• Opdracht 1
Beantwoord aan de hand van het vragenuurfragment de volgende vragen:
(a) Aan welke minister richt het lid Gesthuizen haar vragen?
(b) Namens welke partij spreekt mevrouw Gesthuizen?
(c) Waar wezen de Katwijkse huisartsen op?
• Opdracht 2
Leg uit waarom de Adviescommissie voor Vreemdelingenzaken volgens het vragenuurfragment vindt dat er meer rekening moet worden gehouden met de worteling van kinderen.
• Opdracht 3
Geef uit het vragenuurfragment de tekst letterlijk terug, te beginnen bij "Vragen van het" en doorlopend tot en met "lange procedures oplopen.".

• Tekst
┌──

3 Vragenuur

Vragen van het lid Gesthuizen aan de minister van Binnenlandse Zaken en Koninkrijksrelaties over de uitspraak van de kinderombudsman dat er te weinig oog is voor de klinisch medische schade die kinderen van asielzoekers tijdens lange procedures oplopen.

Mevrouw Gesthuizen (SP):

Voorzitter. De Raad voor Rechtsbijstand trok aan de alarmbel over de kwaliteit van de juridische dienstverlening aan vreemdelingen. De Adviescommissie voor Vreemdelingenzaken signaleerde problemen en zei dat er meer rekening moet worden gehouden met de worteling van kinderen, want dat gebeurt onvoldoende. Katwijkse huisartsen wezen op slechte medische zorg van zowel uitgeprocedeerde als nieuwe asielzoekers. Organisaties als UNICEF, Defence for Children, Amnesty en zeker ook de Kinderombudsman wijzen op ernstige tekortkomingen in de manier waarop uitgeprocedeerde asielzoekers worden behandeld.

└──

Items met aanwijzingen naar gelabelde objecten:

┌──

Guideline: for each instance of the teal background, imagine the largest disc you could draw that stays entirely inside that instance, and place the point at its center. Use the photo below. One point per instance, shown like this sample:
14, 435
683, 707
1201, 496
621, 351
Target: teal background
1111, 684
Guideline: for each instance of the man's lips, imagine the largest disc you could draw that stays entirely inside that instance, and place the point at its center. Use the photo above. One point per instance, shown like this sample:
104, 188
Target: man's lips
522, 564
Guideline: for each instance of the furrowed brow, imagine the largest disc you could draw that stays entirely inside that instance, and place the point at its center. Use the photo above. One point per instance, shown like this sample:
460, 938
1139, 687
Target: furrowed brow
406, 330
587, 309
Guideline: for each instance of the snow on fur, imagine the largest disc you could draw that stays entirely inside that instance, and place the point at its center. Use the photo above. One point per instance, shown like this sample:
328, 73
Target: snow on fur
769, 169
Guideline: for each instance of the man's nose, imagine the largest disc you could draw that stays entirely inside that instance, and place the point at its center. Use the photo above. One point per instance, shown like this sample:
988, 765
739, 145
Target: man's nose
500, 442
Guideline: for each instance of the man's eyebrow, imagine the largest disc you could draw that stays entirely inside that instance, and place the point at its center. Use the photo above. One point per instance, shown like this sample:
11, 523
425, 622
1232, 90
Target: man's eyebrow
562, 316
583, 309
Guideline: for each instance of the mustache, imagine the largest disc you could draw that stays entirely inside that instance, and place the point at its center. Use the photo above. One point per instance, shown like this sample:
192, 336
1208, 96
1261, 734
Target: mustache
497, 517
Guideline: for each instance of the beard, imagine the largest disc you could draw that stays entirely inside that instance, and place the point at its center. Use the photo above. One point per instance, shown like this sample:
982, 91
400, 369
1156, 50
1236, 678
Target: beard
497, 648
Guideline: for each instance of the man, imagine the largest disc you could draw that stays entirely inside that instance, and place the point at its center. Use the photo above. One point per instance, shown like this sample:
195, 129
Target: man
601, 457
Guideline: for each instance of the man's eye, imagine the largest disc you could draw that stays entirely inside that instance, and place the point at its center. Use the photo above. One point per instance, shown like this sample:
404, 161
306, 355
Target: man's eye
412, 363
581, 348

└──

• Volledig antwoord 1
(a) Aan de minister van Binnenlandse Zaken en Koninkrijksrelaties.
(b) Namens de SP.
(c) Op slechte medische zorg van zowel uitgeprocedeerde als nieuwe asielzoekers.

• Volledig antwoord 2
De Adviescommissie voor Vreemdelingenzaken vindt dat er meer rekening moet worden gehouden met de worteling van kinderen, omdat dat nu onvoldoende gebeurt.

• Volledig antwoord 3
Vragen van het lid Gesthuizen aan de minister van Binnenlandse Zaken en Koninkrijksrelaties over de uitspraak van de kinderombudsman dat er te weinig oog is voor de klinisch medische schade die kinderen van asielzoekers tijdens lange procedures oplopen.